▶ **Exercise task**
Write out again everything from the line containing "trunk above? Mark it with a dot." down to the end of the records, requests included. In that copy, multiply every coordinate in the answers by 2.45 and round each result to a whole number, with halves rounded up.

▶ **Records for the exercise**
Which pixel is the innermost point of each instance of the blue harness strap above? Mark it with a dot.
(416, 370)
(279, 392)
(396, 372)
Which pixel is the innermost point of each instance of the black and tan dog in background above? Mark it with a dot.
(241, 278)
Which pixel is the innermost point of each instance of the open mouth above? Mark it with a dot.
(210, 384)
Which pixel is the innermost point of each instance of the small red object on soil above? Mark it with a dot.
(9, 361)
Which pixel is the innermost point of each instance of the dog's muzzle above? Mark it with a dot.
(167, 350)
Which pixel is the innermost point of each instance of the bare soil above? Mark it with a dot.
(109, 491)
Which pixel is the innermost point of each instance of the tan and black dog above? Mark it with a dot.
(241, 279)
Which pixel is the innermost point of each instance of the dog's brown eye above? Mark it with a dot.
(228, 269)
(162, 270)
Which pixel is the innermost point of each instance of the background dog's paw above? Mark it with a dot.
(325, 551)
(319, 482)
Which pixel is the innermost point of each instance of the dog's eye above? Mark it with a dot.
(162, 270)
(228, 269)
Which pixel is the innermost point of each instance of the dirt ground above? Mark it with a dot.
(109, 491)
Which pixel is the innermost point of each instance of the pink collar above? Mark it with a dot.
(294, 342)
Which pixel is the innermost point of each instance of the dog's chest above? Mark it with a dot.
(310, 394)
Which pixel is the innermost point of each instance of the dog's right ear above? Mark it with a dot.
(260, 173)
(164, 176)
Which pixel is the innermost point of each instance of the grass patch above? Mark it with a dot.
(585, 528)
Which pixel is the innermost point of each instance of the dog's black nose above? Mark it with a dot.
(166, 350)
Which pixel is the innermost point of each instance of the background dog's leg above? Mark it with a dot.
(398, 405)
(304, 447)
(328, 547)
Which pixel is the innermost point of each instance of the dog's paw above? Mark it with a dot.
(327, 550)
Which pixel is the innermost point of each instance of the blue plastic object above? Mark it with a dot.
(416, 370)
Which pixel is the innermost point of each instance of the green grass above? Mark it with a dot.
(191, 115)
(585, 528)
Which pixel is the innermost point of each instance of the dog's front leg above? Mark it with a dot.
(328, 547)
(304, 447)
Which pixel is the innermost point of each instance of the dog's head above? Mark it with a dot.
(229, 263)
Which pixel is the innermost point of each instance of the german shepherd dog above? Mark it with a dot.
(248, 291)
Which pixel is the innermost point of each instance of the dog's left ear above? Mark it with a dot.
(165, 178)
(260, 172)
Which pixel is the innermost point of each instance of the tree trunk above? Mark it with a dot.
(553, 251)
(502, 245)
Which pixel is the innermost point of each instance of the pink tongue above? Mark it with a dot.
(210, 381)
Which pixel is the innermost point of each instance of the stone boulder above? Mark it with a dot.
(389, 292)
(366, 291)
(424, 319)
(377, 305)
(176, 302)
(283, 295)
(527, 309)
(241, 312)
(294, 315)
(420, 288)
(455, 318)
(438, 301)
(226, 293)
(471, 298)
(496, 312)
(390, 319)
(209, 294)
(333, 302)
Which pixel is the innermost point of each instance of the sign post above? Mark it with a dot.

▶ **Result**
Which pixel is the innermost point of each instance of the tree trunk above? Mark it with a dot.
(1355, 615)
(1230, 600)
Which pixel is the innermost point of each instance of the pink tongue above? Mark it with a dot.
(515, 933)
Which pixel is the innermost point of each instance of the stone boulder above? Mark it with a dot.
(953, 715)
(897, 713)
(1039, 782)
(924, 747)
(431, 740)
(693, 723)
(1291, 757)
(590, 764)
(720, 772)
(1029, 706)
(1115, 779)
(1073, 737)
(554, 718)
(1154, 730)
(1215, 764)
(956, 782)
(512, 720)
(816, 740)
Which pixel is the innermost point of each instance of the sign post above? Mark it with a dot.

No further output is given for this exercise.